--- begin Document segment ---

Module pandas_processors.create
Expand source code
from __future__ import annotations
from typing import Callable, Optional
import numpy as np
import pandas as pd
from sklearn.base import BaseEstimator, OneToOneFeatureMixin, TransformerMixin
class SumFeatures(BaseEstimator, TransformerMixin, OneToOneFeatureMixin):
"""
A scikit-learn compatible transformer that sums multiple features into a new feature.
Parameters
----------
features : list[str]
The list of feature names to be summed.
new_feature_name : str
The name of the new feature created by summing the input features.
drop_original : bool, optional
Whether to drop the original features after creating the new feature. Default is False.
weights : list[float], optional
The weights to be applied to each feature during the summation. If None, all features's weights are 1.
If provided, the length of weights must be the same as the length of features.
Examples
--------
>>> import pandas as pd
>>> from pandas_processors.create import SumFeatures
>>> X = pd.DataFrame({"col1": [1, 2, 3], "col2": [1, 1, 1], "col3": [2, 2, 2]})
>>> sum_feature = SumFeatures(
... features=["col1", "col2", "col3"],
... new_feature_name="col4",
... weights=[1, 2, 0.5],
... )
>>> sum_feature.fit_transform(X)
col1 col2 col3 col4
0 1 1 2 4.0
1 2 1 2 5.0
2 3 1 2 6.0
"""

--- end Document segment ---
--- begin Given records ---

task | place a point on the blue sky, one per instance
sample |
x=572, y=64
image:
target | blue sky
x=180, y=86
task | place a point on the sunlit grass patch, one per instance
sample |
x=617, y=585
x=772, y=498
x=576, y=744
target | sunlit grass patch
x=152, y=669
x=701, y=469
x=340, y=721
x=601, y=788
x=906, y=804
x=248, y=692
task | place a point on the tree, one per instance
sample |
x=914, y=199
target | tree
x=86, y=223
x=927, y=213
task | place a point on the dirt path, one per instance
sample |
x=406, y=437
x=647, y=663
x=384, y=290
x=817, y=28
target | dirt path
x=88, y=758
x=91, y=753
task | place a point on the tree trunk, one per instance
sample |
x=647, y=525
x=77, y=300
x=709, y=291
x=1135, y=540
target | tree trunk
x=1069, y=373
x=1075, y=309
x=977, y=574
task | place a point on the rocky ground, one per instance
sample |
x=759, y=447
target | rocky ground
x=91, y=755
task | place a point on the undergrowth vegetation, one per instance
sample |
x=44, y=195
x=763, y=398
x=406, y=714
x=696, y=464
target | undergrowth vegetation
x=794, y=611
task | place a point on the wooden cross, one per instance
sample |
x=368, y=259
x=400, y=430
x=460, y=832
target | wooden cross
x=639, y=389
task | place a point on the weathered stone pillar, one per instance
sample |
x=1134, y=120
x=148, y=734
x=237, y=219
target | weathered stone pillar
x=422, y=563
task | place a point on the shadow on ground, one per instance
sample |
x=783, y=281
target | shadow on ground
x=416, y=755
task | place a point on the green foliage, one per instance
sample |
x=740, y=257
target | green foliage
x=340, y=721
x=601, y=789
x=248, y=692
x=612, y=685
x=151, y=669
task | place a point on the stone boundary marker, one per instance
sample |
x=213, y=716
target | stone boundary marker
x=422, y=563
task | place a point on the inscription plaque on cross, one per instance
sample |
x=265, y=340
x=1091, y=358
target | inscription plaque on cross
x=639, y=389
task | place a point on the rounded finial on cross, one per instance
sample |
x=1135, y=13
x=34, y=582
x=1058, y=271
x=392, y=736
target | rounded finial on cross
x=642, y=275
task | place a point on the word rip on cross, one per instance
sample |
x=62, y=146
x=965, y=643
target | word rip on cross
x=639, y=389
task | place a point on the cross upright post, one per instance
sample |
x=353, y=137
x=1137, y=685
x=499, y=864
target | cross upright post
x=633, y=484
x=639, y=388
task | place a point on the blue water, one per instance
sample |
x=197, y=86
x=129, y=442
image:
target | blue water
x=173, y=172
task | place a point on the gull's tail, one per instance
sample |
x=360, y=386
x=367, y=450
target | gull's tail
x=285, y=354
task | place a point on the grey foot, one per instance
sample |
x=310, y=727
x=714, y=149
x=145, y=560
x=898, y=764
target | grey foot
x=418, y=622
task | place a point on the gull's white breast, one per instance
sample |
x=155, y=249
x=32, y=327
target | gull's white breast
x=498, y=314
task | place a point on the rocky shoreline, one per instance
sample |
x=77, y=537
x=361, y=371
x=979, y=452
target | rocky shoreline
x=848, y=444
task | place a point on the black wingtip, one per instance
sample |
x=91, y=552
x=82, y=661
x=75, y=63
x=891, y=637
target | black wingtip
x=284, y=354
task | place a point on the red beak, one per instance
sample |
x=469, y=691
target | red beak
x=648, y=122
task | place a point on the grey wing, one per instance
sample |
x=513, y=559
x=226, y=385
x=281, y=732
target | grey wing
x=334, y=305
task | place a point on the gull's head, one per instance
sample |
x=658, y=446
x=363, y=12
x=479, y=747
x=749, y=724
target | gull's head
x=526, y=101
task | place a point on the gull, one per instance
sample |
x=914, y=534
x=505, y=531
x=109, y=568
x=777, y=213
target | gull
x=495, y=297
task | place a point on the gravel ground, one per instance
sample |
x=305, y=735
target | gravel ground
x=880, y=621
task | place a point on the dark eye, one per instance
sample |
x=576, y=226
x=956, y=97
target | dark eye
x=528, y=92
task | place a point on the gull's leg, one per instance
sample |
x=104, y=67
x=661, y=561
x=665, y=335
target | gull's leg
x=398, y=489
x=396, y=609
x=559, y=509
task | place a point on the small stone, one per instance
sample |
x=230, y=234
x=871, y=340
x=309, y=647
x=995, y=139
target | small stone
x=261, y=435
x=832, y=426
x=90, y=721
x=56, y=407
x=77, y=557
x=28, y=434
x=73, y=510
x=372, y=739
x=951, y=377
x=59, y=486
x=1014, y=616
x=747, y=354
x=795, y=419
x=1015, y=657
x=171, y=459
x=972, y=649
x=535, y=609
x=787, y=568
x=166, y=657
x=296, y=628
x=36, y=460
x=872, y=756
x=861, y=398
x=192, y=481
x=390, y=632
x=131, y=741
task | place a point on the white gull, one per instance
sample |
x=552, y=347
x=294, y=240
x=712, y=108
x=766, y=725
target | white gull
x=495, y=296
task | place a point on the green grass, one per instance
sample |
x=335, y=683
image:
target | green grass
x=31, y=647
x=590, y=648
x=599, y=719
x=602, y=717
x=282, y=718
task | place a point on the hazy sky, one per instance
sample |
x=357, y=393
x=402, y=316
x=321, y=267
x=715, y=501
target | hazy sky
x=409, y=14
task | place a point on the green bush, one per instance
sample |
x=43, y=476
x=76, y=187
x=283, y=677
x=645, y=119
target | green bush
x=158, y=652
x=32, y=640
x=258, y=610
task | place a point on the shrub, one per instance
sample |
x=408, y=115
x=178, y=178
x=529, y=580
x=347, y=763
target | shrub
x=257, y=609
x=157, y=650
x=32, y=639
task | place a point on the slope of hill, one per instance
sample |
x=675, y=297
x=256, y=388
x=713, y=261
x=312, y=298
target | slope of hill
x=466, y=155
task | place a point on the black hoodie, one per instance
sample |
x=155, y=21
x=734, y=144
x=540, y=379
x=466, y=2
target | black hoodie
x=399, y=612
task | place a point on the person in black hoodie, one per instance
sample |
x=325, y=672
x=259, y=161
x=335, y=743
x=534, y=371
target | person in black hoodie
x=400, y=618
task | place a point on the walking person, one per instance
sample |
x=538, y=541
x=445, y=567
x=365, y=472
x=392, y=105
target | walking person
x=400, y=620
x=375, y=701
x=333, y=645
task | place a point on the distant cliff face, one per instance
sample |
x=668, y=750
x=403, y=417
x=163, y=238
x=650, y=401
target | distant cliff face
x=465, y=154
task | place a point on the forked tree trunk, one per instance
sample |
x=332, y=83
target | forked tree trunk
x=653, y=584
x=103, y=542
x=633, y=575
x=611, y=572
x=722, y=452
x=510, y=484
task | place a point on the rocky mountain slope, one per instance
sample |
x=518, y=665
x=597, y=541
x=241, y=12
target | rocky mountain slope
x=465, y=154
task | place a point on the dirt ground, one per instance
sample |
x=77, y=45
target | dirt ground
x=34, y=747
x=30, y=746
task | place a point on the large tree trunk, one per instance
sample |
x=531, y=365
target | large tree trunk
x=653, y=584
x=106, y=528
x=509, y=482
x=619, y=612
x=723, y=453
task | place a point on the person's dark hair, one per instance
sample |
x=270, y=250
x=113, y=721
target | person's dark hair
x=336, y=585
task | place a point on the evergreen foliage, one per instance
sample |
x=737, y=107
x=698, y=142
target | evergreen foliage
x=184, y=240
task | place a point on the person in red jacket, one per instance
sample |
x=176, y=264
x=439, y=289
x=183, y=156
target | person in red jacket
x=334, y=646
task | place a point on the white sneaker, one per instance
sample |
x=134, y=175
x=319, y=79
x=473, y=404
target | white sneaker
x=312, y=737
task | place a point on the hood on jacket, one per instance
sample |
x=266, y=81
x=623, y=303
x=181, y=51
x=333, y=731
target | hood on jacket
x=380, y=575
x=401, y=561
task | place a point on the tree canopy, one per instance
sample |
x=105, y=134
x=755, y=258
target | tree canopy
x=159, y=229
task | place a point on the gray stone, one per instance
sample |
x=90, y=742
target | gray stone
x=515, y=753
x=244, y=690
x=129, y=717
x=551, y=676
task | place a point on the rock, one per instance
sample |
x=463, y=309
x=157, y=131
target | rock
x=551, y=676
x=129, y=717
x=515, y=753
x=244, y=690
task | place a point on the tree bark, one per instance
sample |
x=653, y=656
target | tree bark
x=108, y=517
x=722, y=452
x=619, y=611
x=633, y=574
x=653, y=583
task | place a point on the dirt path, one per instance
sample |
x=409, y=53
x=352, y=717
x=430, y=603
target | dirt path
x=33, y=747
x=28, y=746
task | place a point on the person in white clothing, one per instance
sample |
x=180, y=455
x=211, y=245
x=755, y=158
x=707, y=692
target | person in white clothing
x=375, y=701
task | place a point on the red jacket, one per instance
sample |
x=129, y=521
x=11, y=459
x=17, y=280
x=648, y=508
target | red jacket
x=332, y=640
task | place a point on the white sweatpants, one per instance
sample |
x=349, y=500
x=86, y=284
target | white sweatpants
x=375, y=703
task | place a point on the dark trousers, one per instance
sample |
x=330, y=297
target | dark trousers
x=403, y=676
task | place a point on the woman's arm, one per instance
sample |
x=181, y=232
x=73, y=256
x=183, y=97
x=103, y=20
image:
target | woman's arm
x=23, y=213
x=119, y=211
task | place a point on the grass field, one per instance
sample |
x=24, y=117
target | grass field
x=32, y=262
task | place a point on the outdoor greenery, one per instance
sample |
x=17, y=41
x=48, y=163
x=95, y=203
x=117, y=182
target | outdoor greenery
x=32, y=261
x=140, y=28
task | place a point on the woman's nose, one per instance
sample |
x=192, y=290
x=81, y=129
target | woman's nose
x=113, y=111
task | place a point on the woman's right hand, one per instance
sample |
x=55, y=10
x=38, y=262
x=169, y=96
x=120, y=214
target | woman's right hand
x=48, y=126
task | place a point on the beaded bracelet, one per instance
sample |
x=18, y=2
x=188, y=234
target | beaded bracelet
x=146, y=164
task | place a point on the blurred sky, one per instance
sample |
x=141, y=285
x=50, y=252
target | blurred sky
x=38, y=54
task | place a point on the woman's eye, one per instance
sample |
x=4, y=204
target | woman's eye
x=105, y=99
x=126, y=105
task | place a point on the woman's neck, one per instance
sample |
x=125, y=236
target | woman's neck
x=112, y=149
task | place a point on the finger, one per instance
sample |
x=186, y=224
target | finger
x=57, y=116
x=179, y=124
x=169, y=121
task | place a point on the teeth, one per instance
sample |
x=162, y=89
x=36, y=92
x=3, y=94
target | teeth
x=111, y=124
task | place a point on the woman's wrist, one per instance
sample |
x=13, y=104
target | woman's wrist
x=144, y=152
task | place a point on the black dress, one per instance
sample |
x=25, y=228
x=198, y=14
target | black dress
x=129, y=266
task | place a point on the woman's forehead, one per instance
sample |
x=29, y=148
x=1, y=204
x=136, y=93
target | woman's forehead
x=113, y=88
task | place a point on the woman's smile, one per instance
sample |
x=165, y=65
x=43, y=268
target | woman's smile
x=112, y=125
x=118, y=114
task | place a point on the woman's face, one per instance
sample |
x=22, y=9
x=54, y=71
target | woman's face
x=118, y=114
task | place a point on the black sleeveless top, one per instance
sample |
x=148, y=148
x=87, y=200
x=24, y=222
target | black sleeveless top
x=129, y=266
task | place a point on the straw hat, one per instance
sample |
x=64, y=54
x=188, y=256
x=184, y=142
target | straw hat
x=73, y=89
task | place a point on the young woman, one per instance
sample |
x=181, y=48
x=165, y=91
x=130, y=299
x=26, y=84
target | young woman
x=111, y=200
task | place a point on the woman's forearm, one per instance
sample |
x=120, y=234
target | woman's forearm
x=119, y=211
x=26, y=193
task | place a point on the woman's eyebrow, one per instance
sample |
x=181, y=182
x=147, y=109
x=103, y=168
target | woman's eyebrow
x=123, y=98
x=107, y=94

--- end Given records ---

*Aim*. Carry on the source code of the pandas_processors.create module from the point where it stops, supplying the body of the SumFeatures class that follows its docstring.

*Task answer*.
def __init__(
self,
features: list[str],
new_feature_name: str,
drop_original: bool = False,
weights: Optional[list[float]] = None,
) -> None:
self.features = features
self.new_feature_name = new_feature_name
self.drop_original = drop_original
self.weights = weights
def fit(self, X: pd.DataFrame, y: Optional[pd.Series] = None):
"""
Fit the transformer to the input data.
Parameters
----------
X : pd.DataFrame
The training dataset.
y : Optional[pd.Series], optional
The label, by default None
Returns
-------
self
Returns the transformer instance.
"""
return self
def transform(self, X: pd.DataFrame) -> pd.DataFrame:
"""
Transform the input data by summing the specified features into a new feature.
Parameters
----------
X : pd.DataFrame
The input DataFrame containing the data to be processed.
Returns
-------
pd.DataFrame
The input DataFrame with a new feature created by summing the specified features.
"""
X = X.copy()
weights = self._get_weights()
X[self.new_feature_name] = np.dot(X[self.features], weights)
if self.drop_original:
X.drop(columns=self.features, inplace=True)
return X
def _get_weights(self) -> list[float]:
"""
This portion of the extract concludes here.